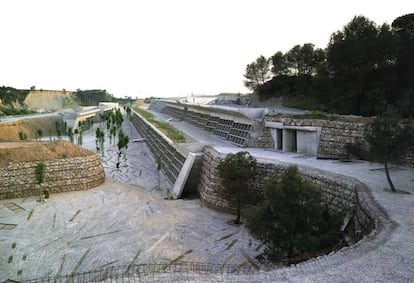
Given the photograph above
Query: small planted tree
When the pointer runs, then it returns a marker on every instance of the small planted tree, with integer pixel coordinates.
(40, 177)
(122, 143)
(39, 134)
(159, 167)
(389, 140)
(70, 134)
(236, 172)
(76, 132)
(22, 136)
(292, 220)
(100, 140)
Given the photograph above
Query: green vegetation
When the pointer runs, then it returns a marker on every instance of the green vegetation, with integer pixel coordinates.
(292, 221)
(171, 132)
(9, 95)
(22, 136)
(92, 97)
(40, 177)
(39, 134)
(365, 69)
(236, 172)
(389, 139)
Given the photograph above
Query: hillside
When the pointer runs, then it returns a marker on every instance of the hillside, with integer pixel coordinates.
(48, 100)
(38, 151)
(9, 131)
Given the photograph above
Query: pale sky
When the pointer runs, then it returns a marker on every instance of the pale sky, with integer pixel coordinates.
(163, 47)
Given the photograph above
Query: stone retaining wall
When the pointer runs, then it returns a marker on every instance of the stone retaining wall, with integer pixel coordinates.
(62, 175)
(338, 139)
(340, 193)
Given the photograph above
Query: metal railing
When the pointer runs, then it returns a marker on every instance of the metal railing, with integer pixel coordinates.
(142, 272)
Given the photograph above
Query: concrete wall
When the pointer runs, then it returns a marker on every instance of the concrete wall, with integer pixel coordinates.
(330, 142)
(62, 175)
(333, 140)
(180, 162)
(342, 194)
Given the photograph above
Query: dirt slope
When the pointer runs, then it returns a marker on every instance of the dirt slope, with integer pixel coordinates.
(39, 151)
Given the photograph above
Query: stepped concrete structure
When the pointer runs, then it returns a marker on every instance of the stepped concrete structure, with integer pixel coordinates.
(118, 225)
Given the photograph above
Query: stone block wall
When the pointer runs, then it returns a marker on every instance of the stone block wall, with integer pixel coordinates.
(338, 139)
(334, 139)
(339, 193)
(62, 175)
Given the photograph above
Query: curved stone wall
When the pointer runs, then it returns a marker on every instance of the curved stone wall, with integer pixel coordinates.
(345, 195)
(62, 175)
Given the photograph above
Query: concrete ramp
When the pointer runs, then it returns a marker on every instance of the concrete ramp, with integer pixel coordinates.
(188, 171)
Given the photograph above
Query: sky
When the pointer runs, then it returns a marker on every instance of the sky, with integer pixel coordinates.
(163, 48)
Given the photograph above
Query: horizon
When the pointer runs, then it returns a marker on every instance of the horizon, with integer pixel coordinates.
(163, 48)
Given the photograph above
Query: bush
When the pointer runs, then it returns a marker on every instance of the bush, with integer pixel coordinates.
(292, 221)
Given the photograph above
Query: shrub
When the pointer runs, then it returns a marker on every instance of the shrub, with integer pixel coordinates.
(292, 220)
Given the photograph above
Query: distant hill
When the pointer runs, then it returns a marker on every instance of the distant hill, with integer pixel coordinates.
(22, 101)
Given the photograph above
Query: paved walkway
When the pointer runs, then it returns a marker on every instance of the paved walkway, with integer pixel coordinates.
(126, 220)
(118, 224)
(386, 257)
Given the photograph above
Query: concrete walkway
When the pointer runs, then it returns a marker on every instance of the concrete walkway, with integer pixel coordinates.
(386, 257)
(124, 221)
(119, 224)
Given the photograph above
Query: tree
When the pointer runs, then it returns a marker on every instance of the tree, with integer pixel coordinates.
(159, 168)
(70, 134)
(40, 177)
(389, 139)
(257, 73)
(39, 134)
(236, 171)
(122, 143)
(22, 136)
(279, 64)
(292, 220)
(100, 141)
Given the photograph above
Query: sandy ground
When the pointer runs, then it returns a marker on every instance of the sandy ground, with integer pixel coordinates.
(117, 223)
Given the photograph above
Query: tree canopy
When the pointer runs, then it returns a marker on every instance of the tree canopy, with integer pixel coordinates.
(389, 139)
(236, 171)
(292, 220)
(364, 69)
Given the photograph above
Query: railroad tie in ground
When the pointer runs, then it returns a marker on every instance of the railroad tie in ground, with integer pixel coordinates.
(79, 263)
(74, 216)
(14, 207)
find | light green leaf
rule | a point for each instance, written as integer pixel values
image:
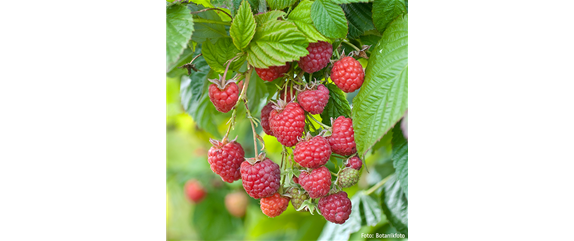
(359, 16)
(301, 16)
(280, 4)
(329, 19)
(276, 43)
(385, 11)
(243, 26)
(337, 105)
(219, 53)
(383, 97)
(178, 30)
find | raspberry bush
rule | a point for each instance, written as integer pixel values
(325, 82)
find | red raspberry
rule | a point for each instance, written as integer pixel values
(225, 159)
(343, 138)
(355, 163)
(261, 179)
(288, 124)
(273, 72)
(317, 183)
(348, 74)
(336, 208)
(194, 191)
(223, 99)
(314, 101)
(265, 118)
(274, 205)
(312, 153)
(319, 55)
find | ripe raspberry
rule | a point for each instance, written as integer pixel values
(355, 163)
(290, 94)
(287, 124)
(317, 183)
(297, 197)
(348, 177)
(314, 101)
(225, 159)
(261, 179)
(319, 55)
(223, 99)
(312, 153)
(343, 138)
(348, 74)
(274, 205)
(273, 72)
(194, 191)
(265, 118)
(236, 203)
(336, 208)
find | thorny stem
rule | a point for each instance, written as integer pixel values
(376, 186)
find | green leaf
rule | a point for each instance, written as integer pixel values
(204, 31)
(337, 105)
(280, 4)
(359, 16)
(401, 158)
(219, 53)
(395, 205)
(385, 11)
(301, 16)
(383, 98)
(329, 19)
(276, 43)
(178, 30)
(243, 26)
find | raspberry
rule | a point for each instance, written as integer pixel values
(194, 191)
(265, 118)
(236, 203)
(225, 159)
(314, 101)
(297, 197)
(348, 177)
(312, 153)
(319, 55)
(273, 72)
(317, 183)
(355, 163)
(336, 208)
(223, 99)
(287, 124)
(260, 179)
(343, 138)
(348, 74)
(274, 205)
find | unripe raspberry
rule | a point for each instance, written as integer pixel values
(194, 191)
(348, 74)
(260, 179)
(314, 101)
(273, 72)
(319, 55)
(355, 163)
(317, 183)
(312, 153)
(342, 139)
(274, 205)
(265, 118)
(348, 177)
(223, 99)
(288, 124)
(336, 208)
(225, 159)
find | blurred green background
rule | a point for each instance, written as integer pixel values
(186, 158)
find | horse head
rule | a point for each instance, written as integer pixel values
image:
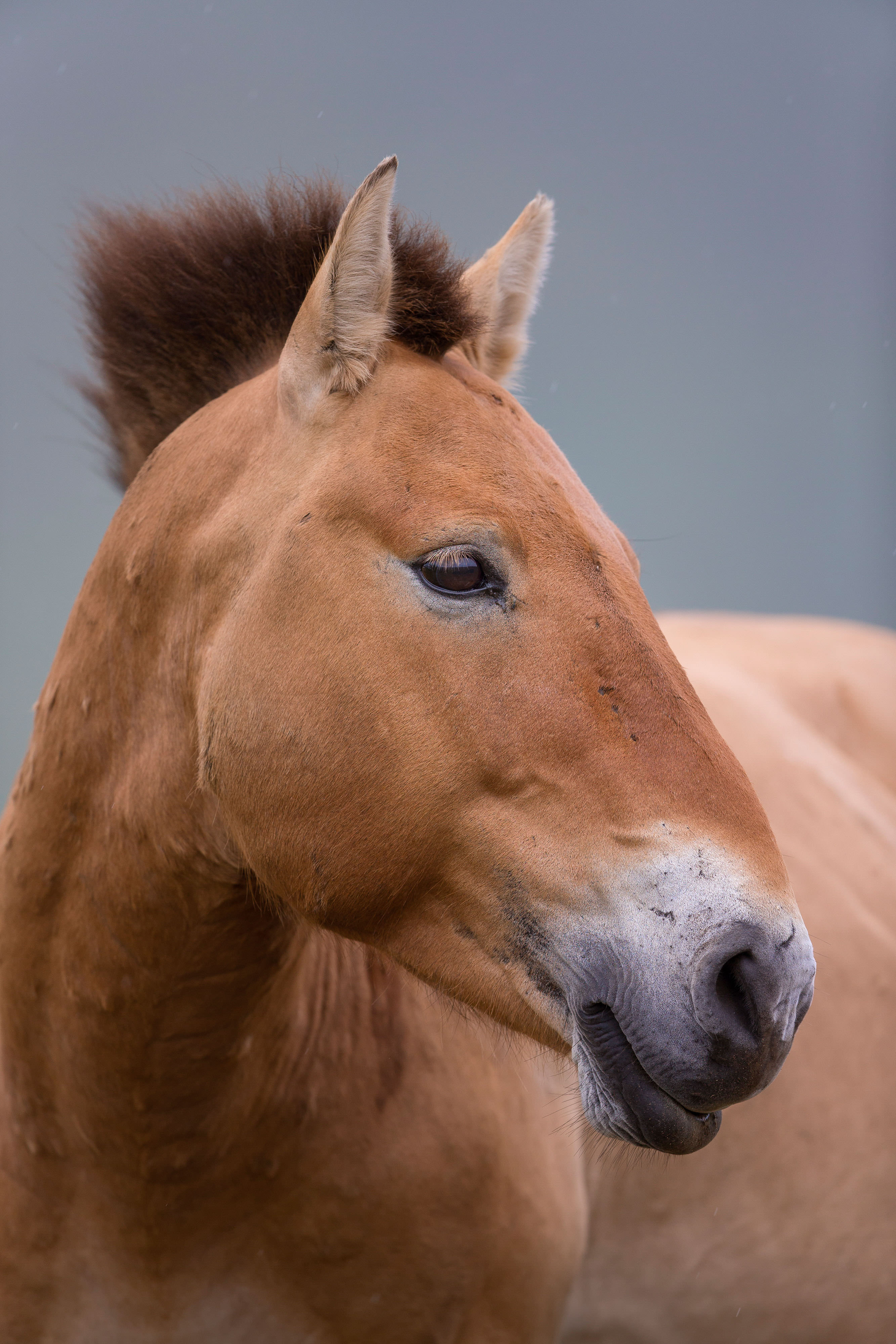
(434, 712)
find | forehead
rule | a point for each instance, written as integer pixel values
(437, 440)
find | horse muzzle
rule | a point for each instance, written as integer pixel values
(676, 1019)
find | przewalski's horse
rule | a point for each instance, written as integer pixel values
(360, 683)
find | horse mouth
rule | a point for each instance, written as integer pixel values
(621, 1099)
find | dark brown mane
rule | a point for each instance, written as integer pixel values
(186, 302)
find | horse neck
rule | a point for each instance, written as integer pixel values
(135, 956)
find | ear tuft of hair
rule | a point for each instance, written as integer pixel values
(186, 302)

----------------------------------------

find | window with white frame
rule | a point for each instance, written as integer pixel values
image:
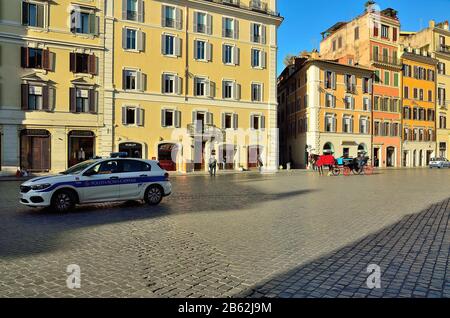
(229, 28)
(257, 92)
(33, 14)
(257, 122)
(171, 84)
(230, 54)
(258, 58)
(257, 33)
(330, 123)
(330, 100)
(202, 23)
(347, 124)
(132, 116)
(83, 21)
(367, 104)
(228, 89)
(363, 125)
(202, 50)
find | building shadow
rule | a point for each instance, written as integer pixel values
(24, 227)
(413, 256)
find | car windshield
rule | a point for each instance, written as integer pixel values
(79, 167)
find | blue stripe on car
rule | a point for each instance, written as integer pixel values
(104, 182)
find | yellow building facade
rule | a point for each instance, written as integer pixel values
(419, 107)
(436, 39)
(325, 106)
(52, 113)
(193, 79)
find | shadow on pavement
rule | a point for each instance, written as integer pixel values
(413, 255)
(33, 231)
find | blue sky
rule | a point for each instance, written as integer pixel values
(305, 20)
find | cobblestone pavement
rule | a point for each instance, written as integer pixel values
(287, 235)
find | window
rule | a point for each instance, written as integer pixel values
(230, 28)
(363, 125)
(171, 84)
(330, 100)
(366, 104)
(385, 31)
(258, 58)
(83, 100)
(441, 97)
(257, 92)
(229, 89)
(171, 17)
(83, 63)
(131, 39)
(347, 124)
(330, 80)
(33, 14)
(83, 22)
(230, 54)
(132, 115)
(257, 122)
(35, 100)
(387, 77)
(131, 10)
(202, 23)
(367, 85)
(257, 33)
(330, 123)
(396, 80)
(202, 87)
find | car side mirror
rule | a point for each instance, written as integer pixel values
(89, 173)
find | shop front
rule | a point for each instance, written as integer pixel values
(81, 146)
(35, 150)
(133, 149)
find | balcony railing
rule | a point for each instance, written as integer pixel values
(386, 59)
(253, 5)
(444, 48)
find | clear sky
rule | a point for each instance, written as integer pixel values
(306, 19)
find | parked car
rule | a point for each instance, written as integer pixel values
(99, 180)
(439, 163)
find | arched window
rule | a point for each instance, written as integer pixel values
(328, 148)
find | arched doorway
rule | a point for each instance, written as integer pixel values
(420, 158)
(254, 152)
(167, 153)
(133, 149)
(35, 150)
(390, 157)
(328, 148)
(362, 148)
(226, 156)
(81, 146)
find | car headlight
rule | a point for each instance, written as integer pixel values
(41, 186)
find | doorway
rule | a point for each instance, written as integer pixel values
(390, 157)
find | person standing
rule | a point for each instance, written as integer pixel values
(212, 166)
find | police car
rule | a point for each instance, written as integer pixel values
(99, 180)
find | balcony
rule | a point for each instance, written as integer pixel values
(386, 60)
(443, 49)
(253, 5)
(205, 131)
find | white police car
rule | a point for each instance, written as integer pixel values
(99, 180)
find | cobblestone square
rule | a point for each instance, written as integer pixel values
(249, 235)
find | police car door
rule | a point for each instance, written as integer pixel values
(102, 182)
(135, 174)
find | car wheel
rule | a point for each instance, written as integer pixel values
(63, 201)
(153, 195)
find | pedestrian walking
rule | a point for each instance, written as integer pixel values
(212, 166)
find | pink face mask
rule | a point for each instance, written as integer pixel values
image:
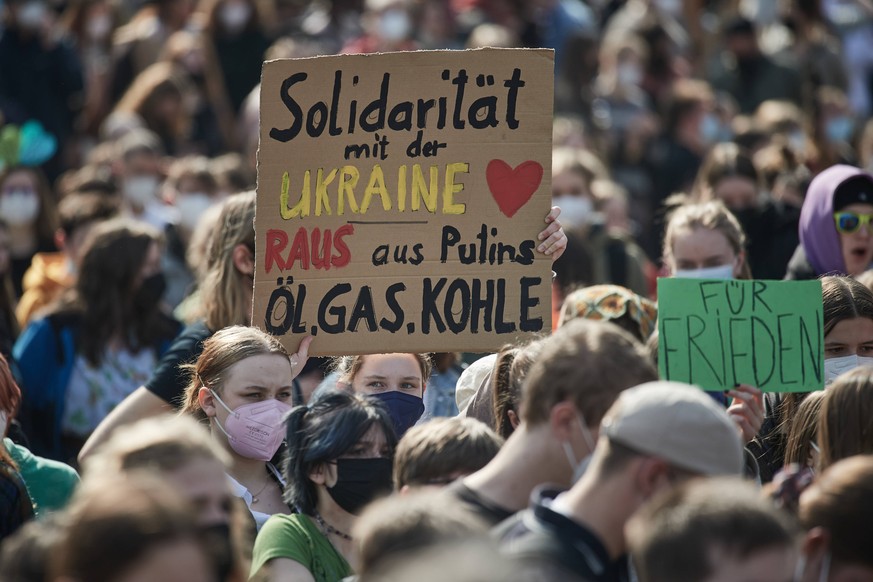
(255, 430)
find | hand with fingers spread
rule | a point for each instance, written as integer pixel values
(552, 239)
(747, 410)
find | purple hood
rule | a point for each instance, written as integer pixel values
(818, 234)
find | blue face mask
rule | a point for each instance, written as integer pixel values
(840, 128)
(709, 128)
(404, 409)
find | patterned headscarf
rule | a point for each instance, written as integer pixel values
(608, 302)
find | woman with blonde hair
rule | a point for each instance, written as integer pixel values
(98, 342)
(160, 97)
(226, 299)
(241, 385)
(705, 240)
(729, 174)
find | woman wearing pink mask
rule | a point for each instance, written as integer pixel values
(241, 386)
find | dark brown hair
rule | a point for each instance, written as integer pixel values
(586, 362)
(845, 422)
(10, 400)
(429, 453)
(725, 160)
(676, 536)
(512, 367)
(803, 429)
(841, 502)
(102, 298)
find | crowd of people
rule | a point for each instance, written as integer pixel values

----------------------------------------

**Task to complete**
Collect every line of the data above that contains the string "railroad", copying each line in full. Case counts.

**Full answer**
Query: railroad tie in ground
When the pointer runs, then it returns a marker on every instance of the railroad tie in ground, with integer pixel coordinates.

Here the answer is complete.